Extrait choisi:
L’après-midi est tranquille. Je m’installe au salon. Devant
moi, du thé japonais matcha, moulu patiemment à la meule de pierre, au goût si
vert et si minéral, battu avec le petit fouet en bambou et servi dans ce beau
bol en bois de chêne acheté un jour au Japon. En accompagnement, un morceau de
chocolat 100% à base de fèves criollo, les cacaoyers natifs d’Amérique latine qui
donnent un chocolat pâle et légèrement acidulé.
Pas n’importe quel thé, pas n’importe quel bol, pas
n’importe quel chocolat. Snobisme ? Ce serait jugement. Choix délibéré,
plutôt, de la qualité et de la beauté, choses inscrites dans les gènes au
Japon, pays du shiatsu. Choix de l’attention, au sens bouddhiste, à ce que l’on
mange et boit, par respect pour ce que la nature et le savoir-faire des hommes
a produit, en harmonie. Conscience du bonheur d’être au XXIème siècle et de
pouvoir bénéficier facilement de ces belles et bonnes choses. Gratitude.
Ce n’est pas tant qu’il faille attribuer un sens aux actes banals
du quotidien, tels que manger, boire, se laver, s’étirer, se promener, ou se
tenir simplement en silence. C’est question d’attention et d’intention.

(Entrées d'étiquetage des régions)
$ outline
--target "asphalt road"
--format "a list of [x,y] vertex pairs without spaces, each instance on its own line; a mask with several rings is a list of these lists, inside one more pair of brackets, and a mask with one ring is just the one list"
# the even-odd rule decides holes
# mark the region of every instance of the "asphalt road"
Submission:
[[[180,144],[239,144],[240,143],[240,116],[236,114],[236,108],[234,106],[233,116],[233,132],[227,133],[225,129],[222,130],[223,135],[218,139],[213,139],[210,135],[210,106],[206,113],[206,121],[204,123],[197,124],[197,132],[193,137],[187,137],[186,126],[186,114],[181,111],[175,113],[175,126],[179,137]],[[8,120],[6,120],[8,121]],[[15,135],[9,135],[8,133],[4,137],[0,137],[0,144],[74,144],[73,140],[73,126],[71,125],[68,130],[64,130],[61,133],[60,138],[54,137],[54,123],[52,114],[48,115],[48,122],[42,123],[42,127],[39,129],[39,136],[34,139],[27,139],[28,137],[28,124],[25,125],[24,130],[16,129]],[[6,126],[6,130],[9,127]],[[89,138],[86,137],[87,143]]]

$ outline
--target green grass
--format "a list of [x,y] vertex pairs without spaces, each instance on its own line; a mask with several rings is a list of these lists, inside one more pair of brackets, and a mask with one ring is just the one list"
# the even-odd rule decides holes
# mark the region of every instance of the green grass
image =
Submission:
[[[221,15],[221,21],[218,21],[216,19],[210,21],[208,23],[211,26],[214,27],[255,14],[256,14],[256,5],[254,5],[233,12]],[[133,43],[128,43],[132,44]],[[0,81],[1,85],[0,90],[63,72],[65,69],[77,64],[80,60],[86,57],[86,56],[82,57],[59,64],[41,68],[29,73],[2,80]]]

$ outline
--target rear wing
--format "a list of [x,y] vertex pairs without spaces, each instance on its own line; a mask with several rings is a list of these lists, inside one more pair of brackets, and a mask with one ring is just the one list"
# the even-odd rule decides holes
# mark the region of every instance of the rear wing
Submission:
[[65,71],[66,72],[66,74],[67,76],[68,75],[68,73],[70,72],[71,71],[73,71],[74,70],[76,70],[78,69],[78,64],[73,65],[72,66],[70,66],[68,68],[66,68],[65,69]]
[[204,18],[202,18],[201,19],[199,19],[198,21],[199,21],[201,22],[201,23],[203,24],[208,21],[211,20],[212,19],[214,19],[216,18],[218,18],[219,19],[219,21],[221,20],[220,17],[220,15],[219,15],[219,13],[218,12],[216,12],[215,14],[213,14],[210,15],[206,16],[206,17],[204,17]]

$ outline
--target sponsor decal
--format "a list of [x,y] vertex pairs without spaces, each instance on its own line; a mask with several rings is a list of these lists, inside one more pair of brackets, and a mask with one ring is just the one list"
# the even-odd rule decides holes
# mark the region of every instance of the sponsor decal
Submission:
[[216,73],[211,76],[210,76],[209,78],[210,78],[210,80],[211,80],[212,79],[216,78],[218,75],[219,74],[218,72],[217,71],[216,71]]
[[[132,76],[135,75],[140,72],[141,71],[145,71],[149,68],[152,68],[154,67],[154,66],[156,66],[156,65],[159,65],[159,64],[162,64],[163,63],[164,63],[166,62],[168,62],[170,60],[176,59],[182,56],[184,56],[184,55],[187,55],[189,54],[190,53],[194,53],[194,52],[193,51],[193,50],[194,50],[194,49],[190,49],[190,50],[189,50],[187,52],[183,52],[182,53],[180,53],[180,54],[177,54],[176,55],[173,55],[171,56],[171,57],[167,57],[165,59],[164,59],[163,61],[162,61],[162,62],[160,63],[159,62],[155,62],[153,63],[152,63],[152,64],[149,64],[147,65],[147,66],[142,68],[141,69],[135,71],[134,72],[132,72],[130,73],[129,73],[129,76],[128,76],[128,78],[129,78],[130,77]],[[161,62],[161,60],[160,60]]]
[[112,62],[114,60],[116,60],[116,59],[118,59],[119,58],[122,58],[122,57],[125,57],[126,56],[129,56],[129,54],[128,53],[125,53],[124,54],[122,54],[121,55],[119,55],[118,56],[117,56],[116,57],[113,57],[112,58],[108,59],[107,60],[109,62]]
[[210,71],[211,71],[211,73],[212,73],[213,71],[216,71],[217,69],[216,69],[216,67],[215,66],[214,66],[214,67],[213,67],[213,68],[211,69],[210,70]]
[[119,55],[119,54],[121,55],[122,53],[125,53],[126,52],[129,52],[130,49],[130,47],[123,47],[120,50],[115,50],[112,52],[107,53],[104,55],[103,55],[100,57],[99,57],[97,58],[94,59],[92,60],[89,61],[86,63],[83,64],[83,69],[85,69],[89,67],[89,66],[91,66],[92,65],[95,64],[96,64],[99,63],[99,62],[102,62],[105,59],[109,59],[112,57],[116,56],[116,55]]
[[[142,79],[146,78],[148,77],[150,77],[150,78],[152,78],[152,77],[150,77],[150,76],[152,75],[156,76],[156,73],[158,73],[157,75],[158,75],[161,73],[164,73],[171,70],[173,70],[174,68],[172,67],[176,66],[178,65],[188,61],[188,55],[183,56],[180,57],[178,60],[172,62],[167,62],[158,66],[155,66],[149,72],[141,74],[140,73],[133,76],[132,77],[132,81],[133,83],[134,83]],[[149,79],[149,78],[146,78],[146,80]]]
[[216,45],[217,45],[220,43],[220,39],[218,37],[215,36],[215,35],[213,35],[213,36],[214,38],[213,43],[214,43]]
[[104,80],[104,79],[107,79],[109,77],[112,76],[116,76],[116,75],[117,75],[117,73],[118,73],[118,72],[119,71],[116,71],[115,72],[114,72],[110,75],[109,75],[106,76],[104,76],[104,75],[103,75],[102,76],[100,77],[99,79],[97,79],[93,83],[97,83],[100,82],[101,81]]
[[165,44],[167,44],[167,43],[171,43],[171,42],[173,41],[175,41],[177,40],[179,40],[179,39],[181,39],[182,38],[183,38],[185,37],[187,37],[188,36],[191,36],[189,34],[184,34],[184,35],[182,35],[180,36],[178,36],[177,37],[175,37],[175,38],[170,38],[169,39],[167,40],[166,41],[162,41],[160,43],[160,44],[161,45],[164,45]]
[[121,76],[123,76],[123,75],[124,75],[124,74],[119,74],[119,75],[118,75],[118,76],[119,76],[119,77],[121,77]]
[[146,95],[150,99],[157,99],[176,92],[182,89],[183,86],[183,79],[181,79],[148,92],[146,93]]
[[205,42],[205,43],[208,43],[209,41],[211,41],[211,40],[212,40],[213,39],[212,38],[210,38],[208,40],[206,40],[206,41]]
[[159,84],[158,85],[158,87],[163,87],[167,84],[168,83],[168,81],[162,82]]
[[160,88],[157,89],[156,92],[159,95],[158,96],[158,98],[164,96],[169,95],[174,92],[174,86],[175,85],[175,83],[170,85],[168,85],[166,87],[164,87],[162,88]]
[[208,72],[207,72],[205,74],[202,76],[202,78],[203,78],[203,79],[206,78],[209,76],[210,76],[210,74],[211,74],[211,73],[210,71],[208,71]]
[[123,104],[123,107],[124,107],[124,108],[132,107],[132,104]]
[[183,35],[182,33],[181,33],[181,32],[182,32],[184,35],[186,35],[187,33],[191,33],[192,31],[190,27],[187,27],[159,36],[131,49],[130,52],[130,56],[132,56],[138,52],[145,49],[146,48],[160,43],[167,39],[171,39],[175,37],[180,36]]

Exercice:
Pouvez-vous poursuivre le texte sur le thé matcha et l'attention au quotidien, à partir de sa dernière phrase ?

Réponse:
L'attention
La pleine attention consiste à tenter de devenir conscient à
tout ce qui est là. Thich Nhat Hanh,
moine Zen coréen célèbre par son enseignement, raconte ainsi un exercice de
pleine attention au départ d’une tasse de thé. En se concentrant, on peut
remonter à la genèse même du thé que l’on boit : le travail des hommes, la
pluie, le soleil et le vent sur le théier, le passage des 4 saisons, les oiseaux qui s’y posent, son enracinement
dans la terre, les feuilles qui poussent. Quand on a remonté tout
l’enchaînement des causes et effets qui ont produit cette tasse de thé (idem
pour la tasse et pour l‘eau), on est conscient de ce que l’on boit, et
l’attention se poursuit après sur les sensations dans le corps.
En traitement shiatsu, nous tentons de même d’atteindre cet
état de pleine attention pour la personne qui vient nous voir, dans l’écoute,
la non-interprétation, le non-jugement, l’ouverture à ce qui est là. Lors d’un
récent stage de Seiki Soho, avec Frans
Copers, il y avait aussi cette attention totale à ce qui est là, et tout à
coup, la main s’en va, spontanément, toucher l’endroit qui
« appelle ». En Seiki, il est question là de résonance, ce qui vient
faire vibrer nos fibres les plus profondes.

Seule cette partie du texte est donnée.